▶ Exercise prompt: Determine the number of lines in the listing below in which the word "leaf" is present, and state it without comment.

^^^^^^^^

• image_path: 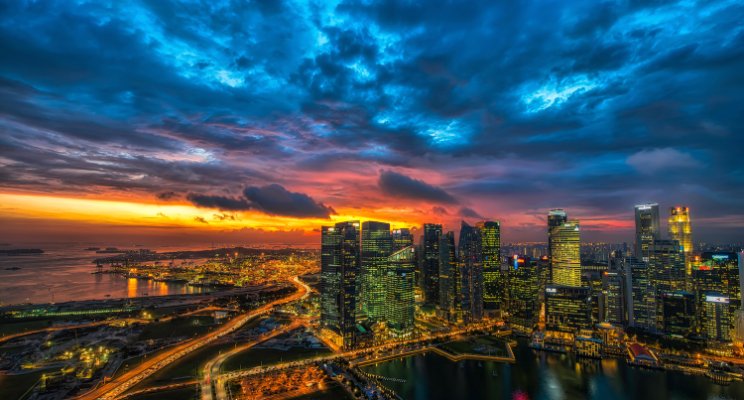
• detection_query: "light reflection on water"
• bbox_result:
[0,244,209,305]
[363,342,744,400]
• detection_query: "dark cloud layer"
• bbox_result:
[379,171,457,204]
[187,184,334,219]
[0,1,742,241]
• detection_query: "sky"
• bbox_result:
[0,0,743,246]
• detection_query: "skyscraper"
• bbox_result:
[360,221,392,322]
[508,255,541,333]
[438,231,458,320]
[624,255,656,331]
[668,206,693,276]
[549,218,581,287]
[459,221,484,321]
[649,239,686,292]
[422,223,442,306]
[634,203,660,262]
[320,226,342,332]
[392,228,414,252]
[384,246,416,337]
[478,221,503,310]
[547,209,568,277]
[320,221,361,349]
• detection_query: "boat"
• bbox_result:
[85,247,101,251]
[4,267,21,271]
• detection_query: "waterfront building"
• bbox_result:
[549,218,581,287]
[508,255,541,333]
[360,221,392,322]
[437,231,458,321]
[320,221,361,349]
[658,291,696,338]
[459,221,484,321]
[668,206,693,276]
[703,294,732,342]
[478,221,504,311]
[422,223,443,306]
[692,252,741,341]
[385,246,416,337]
[634,203,660,262]
[392,228,414,252]
[545,285,592,333]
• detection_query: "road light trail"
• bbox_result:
[74,278,308,400]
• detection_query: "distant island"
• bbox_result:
[0,249,44,255]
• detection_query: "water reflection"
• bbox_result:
[363,341,744,400]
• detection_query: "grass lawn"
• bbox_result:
[136,316,217,341]
[127,385,199,400]
[0,320,53,336]
[440,336,509,357]
[0,371,43,400]
[221,345,331,372]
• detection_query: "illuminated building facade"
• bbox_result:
[692,252,741,340]
[649,239,686,292]
[668,206,693,276]
[385,246,416,337]
[438,231,459,321]
[658,291,696,338]
[478,221,504,310]
[602,271,625,327]
[392,228,414,252]
[545,285,591,333]
[634,203,660,262]
[360,221,392,322]
[549,219,581,287]
[320,221,361,349]
[547,209,568,282]
[422,223,442,306]
[508,255,541,332]
[459,221,484,321]
[704,295,732,342]
[623,255,656,331]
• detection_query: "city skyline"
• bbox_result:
[1,1,743,245]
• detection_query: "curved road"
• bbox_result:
[75,277,308,400]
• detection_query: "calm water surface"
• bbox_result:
[0,243,209,305]
[364,341,744,400]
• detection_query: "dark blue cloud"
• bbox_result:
[379,170,457,204]
[0,0,742,239]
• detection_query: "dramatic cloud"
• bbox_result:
[186,194,252,211]
[243,184,335,218]
[378,171,457,204]
[0,1,742,242]
[186,184,334,219]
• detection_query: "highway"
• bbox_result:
[74,277,309,400]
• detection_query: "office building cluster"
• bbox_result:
[320,205,744,350]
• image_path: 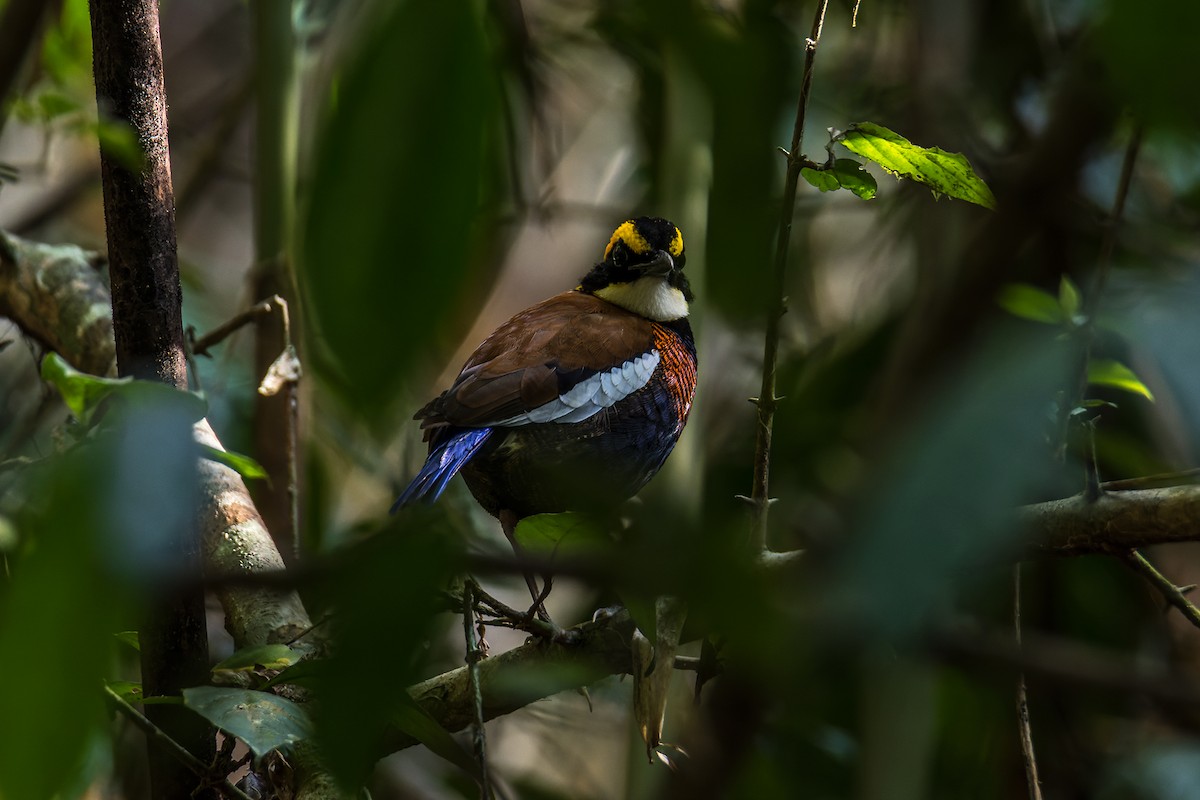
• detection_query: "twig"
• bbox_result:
[190,296,284,357]
[1121,550,1200,631]
[1013,564,1044,800]
[1057,124,1143,466]
[102,685,255,800]
[1102,468,1200,491]
[465,579,565,641]
[749,0,830,554]
[463,582,494,800]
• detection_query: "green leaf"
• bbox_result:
[40,353,206,425]
[301,0,501,422]
[40,352,131,422]
[801,166,841,193]
[113,631,140,652]
[105,680,143,704]
[513,512,610,560]
[1058,275,1082,320]
[800,159,878,200]
[1087,359,1155,401]
[998,284,1064,324]
[838,122,996,209]
[212,645,299,675]
[392,693,481,779]
[182,687,312,758]
[200,445,268,481]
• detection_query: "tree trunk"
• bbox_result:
[87,0,214,795]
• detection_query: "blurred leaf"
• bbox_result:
[830,330,1072,636]
[0,435,127,799]
[200,445,268,481]
[83,117,145,172]
[212,645,300,675]
[182,687,312,759]
[802,159,878,200]
[311,514,455,786]
[1059,275,1082,320]
[113,630,140,652]
[392,692,481,779]
[1098,0,1200,132]
[513,512,609,560]
[36,90,79,120]
[0,515,16,552]
[839,123,996,209]
[41,0,93,85]
[301,0,501,423]
[998,283,1064,324]
[1087,359,1154,401]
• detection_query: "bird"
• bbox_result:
[392,216,698,614]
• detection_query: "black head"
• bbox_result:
[578,217,693,304]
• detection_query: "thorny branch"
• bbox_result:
[749,0,831,554]
[1121,550,1200,632]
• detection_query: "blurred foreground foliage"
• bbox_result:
[3,0,1200,797]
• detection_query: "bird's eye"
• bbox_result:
[610,242,629,267]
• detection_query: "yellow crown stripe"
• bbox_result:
[603,220,685,260]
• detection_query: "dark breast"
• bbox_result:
[461,318,697,518]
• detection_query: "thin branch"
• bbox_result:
[102,685,255,800]
[749,0,831,554]
[1120,550,1200,631]
[1013,565,1044,800]
[462,582,494,800]
[1057,124,1144,465]
[190,296,284,356]
[1102,468,1200,491]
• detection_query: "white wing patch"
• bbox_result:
[495,351,661,427]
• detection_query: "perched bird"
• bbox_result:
[393,217,698,608]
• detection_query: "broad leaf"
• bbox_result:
[839,122,996,208]
[1087,360,1154,401]
[393,693,481,778]
[513,512,609,560]
[212,645,299,675]
[802,158,878,200]
[182,686,312,758]
[998,284,1063,324]
[40,352,207,426]
[200,445,268,481]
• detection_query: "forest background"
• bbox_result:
[2,0,1200,798]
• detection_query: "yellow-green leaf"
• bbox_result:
[839,122,996,209]
[1087,359,1154,401]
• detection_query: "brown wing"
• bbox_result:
[416,291,656,430]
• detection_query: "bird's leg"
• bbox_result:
[499,509,552,622]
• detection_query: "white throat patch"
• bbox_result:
[594,276,689,321]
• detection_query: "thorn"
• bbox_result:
[734,494,754,505]
[1181,584,1197,596]
[774,395,786,402]
[777,146,791,158]
[748,396,760,405]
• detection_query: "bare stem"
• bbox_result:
[462,582,494,799]
[102,685,255,800]
[1013,564,1044,800]
[749,0,831,554]
[1121,550,1200,631]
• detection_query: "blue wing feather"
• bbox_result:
[391,427,493,513]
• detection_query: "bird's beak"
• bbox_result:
[641,250,675,277]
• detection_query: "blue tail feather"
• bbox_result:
[391,428,493,514]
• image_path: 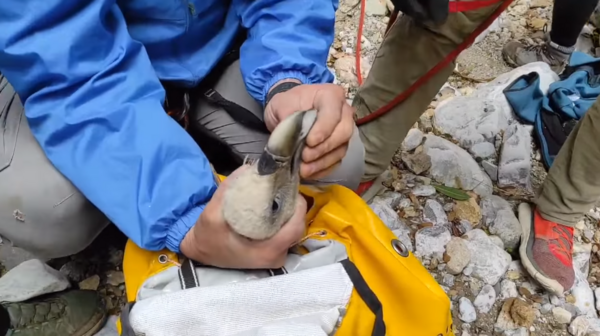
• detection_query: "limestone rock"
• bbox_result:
[423,135,493,196]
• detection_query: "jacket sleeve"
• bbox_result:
[237,0,339,105]
[0,0,217,252]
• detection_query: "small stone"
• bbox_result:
[469,142,496,159]
[412,185,436,197]
[530,0,551,7]
[444,203,455,212]
[553,307,573,324]
[415,226,452,258]
[78,275,100,291]
[474,285,496,314]
[445,237,471,275]
[569,316,590,336]
[105,271,125,287]
[423,199,448,226]
[443,274,455,287]
[482,160,498,182]
[499,280,518,300]
[540,303,553,314]
[402,152,432,175]
[463,264,474,276]
[565,294,576,304]
[576,220,585,231]
[510,298,535,327]
[529,18,548,30]
[459,297,477,323]
[454,198,482,226]
[403,129,424,151]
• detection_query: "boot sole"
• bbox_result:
[518,203,565,297]
[75,309,108,336]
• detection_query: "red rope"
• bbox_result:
[354,0,514,126]
[355,0,367,85]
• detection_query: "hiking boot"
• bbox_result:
[518,203,575,297]
[1,290,106,336]
[502,34,574,73]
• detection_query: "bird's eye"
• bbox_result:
[271,200,280,213]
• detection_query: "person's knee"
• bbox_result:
[0,78,109,259]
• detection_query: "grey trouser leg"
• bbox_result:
[0,75,109,259]
[191,60,365,190]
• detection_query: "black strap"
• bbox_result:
[203,88,269,133]
[265,81,302,107]
[178,257,200,290]
[340,259,386,336]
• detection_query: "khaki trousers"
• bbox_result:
[354,2,600,227]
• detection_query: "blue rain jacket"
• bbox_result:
[0,0,337,252]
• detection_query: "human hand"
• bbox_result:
[264,81,354,180]
[180,165,307,269]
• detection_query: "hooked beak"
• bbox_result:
[257,110,317,176]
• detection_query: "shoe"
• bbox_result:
[518,203,575,297]
[502,32,574,73]
[356,171,390,202]
[1,290,106,336]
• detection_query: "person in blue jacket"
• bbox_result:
[0,0,365,334]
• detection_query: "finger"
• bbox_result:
[306,89,345,147]
[302,108,354,163]
[300,144,347,179]
[304,162,341,181]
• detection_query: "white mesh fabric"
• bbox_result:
[129,262,353,336]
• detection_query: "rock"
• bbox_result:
[474,284,496,314]
[459,297,477,323]
[370,197,407,231]
[403,129,424,151]
[530,0,551,7]
[334,56,357,85]
[489,235,505,249]
[553,307,573,324]
[455,198,482,226]
[481,196,522,250]
[365,0,388,15]
[500,280,519,300]
[402,151,432,175]
[412,185,436,197]
[415,226,452,259]
[482,160,498,182]
[445,237,471,275]
[541,303,553,314]
[569,316,590,336]
[106,271,125,287]
[79,275,101,291]
[504,328,528,336]
[443,274,455,287]
[529,18,547,30]
[463,228,490,242]
[470,142,496,159]
[434,97,510,149]
[498,124,532,190]
[572,268,597,318]
[422,135,493,196]
[463,264,474,276]
[423,199,448,226]
[510,298,535,327]
[0,259,70,302]
[465,230,512,285]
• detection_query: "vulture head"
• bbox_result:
[222,110,317,240]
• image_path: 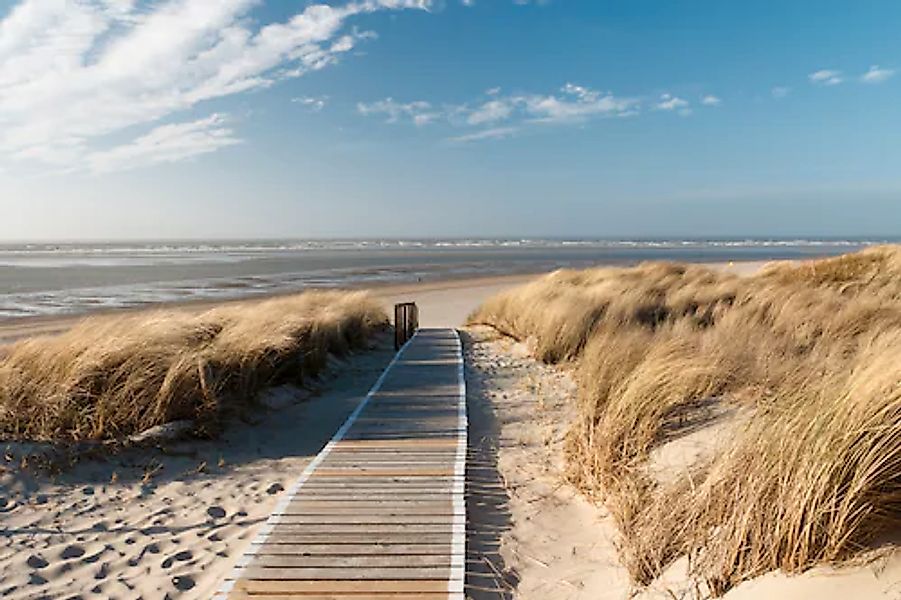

^^^^^^^^

▶ Task answer: 4